▶ _Task to carry out_:
Can you print every record below exactly as written?

▶ _Supplied records_:

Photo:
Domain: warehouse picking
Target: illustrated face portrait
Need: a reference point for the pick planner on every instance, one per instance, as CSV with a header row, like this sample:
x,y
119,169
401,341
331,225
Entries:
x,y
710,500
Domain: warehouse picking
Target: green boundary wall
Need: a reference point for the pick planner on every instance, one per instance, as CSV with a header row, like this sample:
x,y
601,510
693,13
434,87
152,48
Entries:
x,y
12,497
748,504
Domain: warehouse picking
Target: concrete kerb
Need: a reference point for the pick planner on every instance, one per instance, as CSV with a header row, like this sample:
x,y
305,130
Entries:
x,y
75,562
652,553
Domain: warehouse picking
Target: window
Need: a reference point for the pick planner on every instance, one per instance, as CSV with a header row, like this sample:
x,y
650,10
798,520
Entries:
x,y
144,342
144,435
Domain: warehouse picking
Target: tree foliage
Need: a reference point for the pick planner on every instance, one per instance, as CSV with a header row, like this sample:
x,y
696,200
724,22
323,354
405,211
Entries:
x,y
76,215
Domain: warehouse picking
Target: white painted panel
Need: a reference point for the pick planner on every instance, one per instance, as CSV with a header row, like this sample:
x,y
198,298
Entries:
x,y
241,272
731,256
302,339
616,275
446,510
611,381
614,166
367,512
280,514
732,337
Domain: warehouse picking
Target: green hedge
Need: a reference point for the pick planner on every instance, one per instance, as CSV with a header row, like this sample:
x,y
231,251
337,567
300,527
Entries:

▶ _Response to this task_:
Photo:
Domain: warehouse picking
Target: illustrated face portrait
Need: a reference point for the pick planner on every instance, one per instance, as CSV with a header row, like this sample:
x,y
119,169
401,341
331,225
Entries:
x,y
710,500
Domain: warehouse picking
Target: green boundary wall
Need: a reference point for the pick planner on every instance, one per instance, as CSV with a header row, like this sample:
x,y
601,510
693,13
434,87
152,48
Entries:
x,y
12,497
748,504
Domain: warehouse picking
Target: concrete kerb
Need: a reference point for the pick planner on every instance, one per instance, as CSV with a header row, like this sample:
x,y
305,130
Entries:
x,y
75,562
652,553
Domain: warehouse picking
Target: window
Need: a reference point for the pick planner on every instance, one per instance, as CSV with a header row, like this sample:
x,y
650,10
798,520
Entries:
x,y
144,342
144,435
Domain: warehouse picking
Target: tree foliage
Need: a reference point for the pick planner on every instance, one per instance, as CSV with a header row, like this sample:
x,y
696,200
724,22
323,354
405,211
Entries:
x,y
76,215
Domain: warehouse picking
Target: white painted panel
Need: a reference point for the pick planner on every instance, one per instance, as CSV with a header row, like this sample:
x,y
198,298
Entries:
x,y
241,272
731,256
302,339
616,275
446,510
611,381
614,166
367,512
280,514
732,337
Domain: warehouse picking
Target: green hedge
Need: a reference point for the pick planner on every instance, one per instance, as CSV with a header row, like this sample:
x,y
231,251
337,567
300,527
Entries:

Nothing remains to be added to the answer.